-- Start of Provided entries --

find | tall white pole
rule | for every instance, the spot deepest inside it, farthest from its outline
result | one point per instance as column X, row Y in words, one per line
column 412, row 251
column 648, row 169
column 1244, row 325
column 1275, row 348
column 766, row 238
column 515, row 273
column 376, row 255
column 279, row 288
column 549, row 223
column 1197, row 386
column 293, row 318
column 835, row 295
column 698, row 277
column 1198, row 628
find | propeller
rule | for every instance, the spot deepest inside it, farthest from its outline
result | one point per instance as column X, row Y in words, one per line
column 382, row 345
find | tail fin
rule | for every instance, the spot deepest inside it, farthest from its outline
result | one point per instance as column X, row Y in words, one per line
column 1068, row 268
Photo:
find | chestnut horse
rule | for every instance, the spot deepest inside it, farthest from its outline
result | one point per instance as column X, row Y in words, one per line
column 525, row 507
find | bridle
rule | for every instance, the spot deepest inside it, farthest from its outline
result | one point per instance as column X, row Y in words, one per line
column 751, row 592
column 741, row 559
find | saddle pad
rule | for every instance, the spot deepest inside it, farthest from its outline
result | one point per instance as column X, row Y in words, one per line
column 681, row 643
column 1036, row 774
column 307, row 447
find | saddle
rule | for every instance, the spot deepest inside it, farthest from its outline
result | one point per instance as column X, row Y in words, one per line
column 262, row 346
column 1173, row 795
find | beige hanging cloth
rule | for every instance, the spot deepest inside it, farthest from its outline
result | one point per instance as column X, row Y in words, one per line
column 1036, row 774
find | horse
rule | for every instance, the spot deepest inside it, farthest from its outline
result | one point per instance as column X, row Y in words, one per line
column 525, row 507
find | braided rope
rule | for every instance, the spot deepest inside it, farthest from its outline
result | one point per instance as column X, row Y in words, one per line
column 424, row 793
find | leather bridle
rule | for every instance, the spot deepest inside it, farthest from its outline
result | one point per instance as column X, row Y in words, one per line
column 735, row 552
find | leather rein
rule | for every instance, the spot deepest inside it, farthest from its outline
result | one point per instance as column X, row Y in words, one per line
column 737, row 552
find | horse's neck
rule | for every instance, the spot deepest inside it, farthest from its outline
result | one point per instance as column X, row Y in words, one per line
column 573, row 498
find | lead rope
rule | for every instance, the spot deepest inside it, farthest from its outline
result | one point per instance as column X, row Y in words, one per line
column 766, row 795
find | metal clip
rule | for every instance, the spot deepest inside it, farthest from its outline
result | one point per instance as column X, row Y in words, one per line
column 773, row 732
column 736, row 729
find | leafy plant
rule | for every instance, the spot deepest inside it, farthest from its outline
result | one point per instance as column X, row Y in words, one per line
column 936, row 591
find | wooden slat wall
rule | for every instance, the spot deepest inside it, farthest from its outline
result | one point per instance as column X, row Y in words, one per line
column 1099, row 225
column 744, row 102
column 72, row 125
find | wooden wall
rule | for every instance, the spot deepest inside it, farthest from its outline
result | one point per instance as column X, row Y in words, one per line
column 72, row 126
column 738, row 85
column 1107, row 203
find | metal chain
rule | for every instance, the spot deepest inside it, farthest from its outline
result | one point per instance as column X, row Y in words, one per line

-- End of Provided entries --

> Problem to work on:
Print the lines of the listing above, unchanged, from its first line through the line holding "column 1068, row 268", inclusive.

> Solution for this problem:
find | tall white pole
rule | for every instance, the spot deepest inside it, farthest from its outline
result | one point per instance as column X, row Y in words, one per line
column 412, row 251
column 648, row 169
column 1244, row 325
column 1275, row 348
column 766, row 238
column 515, row 273
column 376, row 255
column 279, row 288
column 549, row 223
column 1197, row 386
column 293, row 318
column 835, row 295
column 698, row 277
column 1198, row 628
find | propeller
rule | for every instance, the spot deepest inside it, farthest from its outline
result | one point per instance as column X, row Y in words, one per line
column 382, row 345
find | tail fin
rule | for every instance, the spot deepest inside it, farthest from its outline
result | one point per instance as column X, row Y in words, one per line
column 1068, row 268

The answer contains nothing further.